What you have to do >>
Will you quote all of the entries, word for word?

------------------------------------------------------------

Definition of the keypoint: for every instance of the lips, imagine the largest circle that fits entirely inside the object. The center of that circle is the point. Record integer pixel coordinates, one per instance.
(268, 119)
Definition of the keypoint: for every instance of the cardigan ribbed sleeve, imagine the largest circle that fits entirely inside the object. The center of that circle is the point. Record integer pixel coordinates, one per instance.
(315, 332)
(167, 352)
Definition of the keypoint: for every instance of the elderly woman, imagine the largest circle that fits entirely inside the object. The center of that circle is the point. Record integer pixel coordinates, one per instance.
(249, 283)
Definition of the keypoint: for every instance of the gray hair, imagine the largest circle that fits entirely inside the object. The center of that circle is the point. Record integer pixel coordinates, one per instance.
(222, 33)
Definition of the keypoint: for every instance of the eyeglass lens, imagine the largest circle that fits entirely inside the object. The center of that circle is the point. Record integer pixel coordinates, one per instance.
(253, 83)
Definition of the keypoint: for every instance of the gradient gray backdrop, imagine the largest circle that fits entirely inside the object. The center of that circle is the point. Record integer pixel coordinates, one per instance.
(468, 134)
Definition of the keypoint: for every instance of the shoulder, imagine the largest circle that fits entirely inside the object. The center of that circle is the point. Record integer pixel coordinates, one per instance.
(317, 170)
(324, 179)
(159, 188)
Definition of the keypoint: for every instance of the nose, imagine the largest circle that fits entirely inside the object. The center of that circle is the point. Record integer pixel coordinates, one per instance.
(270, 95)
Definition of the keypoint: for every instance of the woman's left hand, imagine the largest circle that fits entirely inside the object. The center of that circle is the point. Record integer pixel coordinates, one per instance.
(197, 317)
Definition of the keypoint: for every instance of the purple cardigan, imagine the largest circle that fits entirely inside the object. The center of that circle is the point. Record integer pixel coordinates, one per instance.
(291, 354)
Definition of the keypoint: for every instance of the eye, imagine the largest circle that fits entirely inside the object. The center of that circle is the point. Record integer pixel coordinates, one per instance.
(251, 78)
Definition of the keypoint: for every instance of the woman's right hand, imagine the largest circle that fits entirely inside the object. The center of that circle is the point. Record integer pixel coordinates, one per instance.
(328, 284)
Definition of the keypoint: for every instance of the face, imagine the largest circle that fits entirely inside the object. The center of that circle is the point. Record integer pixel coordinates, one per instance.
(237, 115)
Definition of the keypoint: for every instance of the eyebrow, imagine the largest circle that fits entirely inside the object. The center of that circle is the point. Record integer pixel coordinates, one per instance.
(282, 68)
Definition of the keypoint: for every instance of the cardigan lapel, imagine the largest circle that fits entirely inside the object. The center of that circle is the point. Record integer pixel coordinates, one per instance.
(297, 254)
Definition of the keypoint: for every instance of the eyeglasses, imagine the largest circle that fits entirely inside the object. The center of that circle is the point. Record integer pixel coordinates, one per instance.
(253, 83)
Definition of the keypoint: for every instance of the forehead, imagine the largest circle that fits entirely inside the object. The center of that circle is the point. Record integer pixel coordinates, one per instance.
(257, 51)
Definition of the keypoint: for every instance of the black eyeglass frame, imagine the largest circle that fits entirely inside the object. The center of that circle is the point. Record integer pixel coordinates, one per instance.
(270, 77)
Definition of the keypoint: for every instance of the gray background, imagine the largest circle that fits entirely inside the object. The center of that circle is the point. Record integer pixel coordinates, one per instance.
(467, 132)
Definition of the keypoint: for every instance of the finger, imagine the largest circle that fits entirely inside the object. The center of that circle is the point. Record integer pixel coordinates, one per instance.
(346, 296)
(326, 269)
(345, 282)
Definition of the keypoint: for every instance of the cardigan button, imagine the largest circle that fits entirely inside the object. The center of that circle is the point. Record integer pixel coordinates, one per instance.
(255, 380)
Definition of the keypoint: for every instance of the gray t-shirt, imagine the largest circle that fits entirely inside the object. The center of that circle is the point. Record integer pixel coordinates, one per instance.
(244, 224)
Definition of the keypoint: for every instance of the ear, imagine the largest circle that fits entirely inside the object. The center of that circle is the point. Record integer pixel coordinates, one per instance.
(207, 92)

------------------------------------------------------------

Output of the task >>
Definition of the keypoint: for every instance of the lips, imagine the largest circle that fits entirely inside the object. The center of that circle is the point. Record integer pixel coordinates, one per instance.
(268, 119)
Definition of the keypoint: for every instance of the cardigan ribbed sleeve, imagine the largest circle that fits entirely inside the object. The center of that circle is the point. Record integer pixel coordinates, one per instance.
(315, 332)
(167, 352)
Definition of the keypoint: for every instance of the elderly woman, imagine the largest circle that fits entirely inside the object. The center of that circle is the point. Record integer pixel coordinates, one per instance.
(249, 283)
Definition of the keypoint: for every instance of the gray hair, imagine the largest circle that fits entirely inside the object. The center of that circle is the point. Record integer pixel coordinates, one per instance.
(222, 33)
Definition of the keypoint: for every instance of the eyeglass lens, imagine the largest circle that fits entirely inside the object. The center of that circle is the point. Record integer pixel coordinates, one per instance.
(253, 83)
Definition of the keypoint: for every instance of the gradient gray backdrop, imagine the largest circle that fits entirely inside the object. The center of that circle is the point. Record integer pixel coordinates, one per instance.
(468, 134)
Definition of the keypoint: for every instance of the shoulder, imagine the largest circle that fits entirely inside the object. The center of that circle is the point. Record integer pixel coordinates, one per instance.
(317, 170)
(324, 179)
(159, 188)
Definition of the keypoint: for every instance of the nose, imagine the largest circle that fits entirely inside the object. The center of that circle is the point. Record integer pixel coordinates, one per instance.
(270, 95)
Definition of the keypoint: for every instance of the woman's left hand, imagine the largest circle that fits entirely inside the object. The center of that circle is the point. Record integer pixel coordinates, one per instance.
(197, 317)
Definition of the keypoint: for every instance of the purple cardigan, imagine the largest circle that fits entirely inside the object. The center of that circle is the point. Record integer pixel coordinates, one per instance.
(291, 354)
Definition of the keypoint: for every instance of the eye, imagine the largest circle that fits entirely inside the object. The center of that circle is the point. Record integer pixel coordinates, one per instance.
(251, 78)
Definition of the keypoint: for every instance of the woman's right hand, imagine the largest circle that fits entirely inside the object. The center of that circle is the point. Record integer pixel coordinates, one per instance.
(328, 284)
Definition of the keypoint: for every instance of the face, imagine the largest circle that fits entirely inside the object. The center of that circle is the point. Record integer pixel coordinates, one per instance.
(237, 115)
Definition of the keypoint: for every instance of the eyebrow, imagine the largest circle that fits entirely inside the object. The center of that circle is the point. Record integer pixel coordinates, one per instance.
(282, 68)
Definition of the keypoint: for every instance of the cardigan lapel, imagine the largest circle that fits entirely inside the object. The center of that circle is the point. Record integer pixel coordinates, one per instance.
(297, 254)
Definition of the keypoint: for every instance of the eyeglasses, imagine the largest circle that fits entirely inside the object. The center of that circle is the point. Record integer pixel coordinates, one per instance.
(253, 83)
Definition of the keypoint: for every instance of the forehead, imagine the largest circle that fits entirely inside the object. The center of that circle is the point. Record integer pixel coordinates, one per instance.
(257, 51)
Definition of the keypoint: for every instance of the black eyeglass frame, imagine the largest circle that fits entirely inside the object. The center of that circle is the point. Record integer pixel coordinates, one per instance.
(270, 77)
Definition of the keypoint: for every instance of the gray background, imagine the largest circle that fits entirely inside the object. The center of that circle is the point. Record integer pixel coordinates, one per instance.
(467, 132)
Definition of the keypoint: for every instance of the finger, imagine the largest circle that fits entirely inside the object. The center of that circle is the point. Record integer pixel coordinates, one per instance.
(346, 296)
(326, 269)
(345, 282)
Definition of the keypoint: for every instance of the cardigan button, imagine the largest circle that fits entirely inside the object. The center of that circle is the point. Record integer pixel coordinates, one per instance.
(255, 380)
Definition of the keypoint: for every instance of the gray t-shirt, imagine the largest circle that fits entirely inside the object. The center of that circle is the point. Record integer pixel coordinates, one per instance.
(244, 224)
Definition of the keypoint: for every instance of the ear, imagine the largest circle that fits entirely inside the object. The center of that circle is the point. Record integer pixel coordinates, one per instance.
(207, 92)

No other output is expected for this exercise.